(Natural-language object grounding data)
------------------------------
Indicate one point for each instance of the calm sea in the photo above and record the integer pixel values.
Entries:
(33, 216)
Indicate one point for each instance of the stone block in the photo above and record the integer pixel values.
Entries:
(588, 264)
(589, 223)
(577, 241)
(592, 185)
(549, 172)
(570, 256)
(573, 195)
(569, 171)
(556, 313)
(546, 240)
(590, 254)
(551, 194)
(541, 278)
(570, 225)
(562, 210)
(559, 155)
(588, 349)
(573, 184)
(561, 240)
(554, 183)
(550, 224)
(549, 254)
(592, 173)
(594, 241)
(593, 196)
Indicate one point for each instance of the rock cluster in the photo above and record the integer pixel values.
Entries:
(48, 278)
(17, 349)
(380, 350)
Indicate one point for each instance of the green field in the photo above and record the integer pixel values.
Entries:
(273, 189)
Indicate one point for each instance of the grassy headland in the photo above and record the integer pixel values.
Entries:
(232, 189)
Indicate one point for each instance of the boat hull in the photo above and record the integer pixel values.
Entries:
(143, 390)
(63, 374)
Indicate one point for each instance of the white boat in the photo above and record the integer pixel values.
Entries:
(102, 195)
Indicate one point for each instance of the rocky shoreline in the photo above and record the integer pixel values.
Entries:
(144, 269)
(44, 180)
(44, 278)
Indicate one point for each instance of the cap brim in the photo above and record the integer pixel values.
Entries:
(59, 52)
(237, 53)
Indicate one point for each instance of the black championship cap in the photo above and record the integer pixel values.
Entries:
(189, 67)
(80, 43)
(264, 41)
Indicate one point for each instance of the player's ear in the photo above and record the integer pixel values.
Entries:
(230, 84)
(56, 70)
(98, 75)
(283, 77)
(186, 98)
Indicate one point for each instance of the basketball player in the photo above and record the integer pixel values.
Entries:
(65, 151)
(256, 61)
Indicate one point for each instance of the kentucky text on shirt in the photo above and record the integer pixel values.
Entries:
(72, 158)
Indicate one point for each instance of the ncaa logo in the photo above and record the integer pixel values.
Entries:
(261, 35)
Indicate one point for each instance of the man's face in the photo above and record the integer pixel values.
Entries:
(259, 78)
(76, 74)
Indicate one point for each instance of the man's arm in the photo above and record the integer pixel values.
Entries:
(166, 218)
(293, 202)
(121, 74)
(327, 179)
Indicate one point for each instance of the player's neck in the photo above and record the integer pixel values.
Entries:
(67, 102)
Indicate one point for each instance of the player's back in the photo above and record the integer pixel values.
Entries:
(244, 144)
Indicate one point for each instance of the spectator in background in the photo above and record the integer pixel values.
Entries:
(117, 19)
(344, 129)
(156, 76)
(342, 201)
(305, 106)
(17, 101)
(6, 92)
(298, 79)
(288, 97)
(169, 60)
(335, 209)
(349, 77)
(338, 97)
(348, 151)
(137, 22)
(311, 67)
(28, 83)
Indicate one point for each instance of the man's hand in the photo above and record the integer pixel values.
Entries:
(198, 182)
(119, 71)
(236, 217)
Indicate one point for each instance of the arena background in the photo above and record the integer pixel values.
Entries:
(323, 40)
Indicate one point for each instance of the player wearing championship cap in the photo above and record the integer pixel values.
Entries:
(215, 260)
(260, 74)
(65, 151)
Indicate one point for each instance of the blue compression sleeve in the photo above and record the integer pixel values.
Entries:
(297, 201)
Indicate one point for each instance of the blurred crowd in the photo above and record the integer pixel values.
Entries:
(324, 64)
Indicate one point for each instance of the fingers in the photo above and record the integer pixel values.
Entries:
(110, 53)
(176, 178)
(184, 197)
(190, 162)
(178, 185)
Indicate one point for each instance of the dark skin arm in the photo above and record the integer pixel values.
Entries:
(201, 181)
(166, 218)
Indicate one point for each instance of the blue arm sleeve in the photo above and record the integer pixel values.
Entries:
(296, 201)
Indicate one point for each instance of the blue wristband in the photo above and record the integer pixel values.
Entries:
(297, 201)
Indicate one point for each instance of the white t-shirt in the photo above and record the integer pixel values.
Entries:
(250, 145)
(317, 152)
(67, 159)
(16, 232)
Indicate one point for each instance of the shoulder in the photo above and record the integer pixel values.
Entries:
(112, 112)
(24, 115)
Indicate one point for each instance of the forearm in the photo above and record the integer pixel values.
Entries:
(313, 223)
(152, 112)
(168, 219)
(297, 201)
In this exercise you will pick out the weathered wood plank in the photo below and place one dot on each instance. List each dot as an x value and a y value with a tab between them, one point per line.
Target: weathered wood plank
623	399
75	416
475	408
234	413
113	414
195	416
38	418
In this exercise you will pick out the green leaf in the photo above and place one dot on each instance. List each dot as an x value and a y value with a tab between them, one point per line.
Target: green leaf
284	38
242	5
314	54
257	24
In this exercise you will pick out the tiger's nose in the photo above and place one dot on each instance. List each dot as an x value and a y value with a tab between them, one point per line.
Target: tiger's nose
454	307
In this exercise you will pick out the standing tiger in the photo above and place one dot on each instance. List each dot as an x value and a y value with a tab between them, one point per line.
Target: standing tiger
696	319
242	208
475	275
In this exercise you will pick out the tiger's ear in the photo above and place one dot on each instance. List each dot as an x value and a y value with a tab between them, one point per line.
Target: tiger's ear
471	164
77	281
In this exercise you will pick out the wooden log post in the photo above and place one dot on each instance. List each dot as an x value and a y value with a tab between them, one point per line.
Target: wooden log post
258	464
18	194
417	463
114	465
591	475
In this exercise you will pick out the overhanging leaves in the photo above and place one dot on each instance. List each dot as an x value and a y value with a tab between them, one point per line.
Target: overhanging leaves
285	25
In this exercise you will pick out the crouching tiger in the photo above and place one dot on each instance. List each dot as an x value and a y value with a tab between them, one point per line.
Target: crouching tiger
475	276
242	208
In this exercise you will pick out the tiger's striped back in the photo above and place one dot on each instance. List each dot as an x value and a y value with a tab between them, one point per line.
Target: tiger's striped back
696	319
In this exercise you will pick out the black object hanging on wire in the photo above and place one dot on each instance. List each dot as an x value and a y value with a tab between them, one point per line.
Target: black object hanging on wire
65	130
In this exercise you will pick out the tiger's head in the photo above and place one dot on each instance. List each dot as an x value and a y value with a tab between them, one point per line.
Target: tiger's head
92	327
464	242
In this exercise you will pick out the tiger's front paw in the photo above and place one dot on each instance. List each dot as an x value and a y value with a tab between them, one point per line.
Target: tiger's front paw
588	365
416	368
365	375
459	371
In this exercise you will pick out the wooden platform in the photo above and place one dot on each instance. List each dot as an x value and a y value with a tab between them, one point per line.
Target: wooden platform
------------------------------
→ **WORK TASK**
Beginning at the first line of the data above, retype each line until you reach the line containing "Indicate one point for each instance of the stone", and include that one too. Add nothing else.

→ **TASK SOLUTION**
Indicate one point for each instance of the calm sea in the photo above and record the integer pixel values.
Entries:
(33, 216)
Indicate one point for each instance of the stone block in the photo above and record the integer pixel values.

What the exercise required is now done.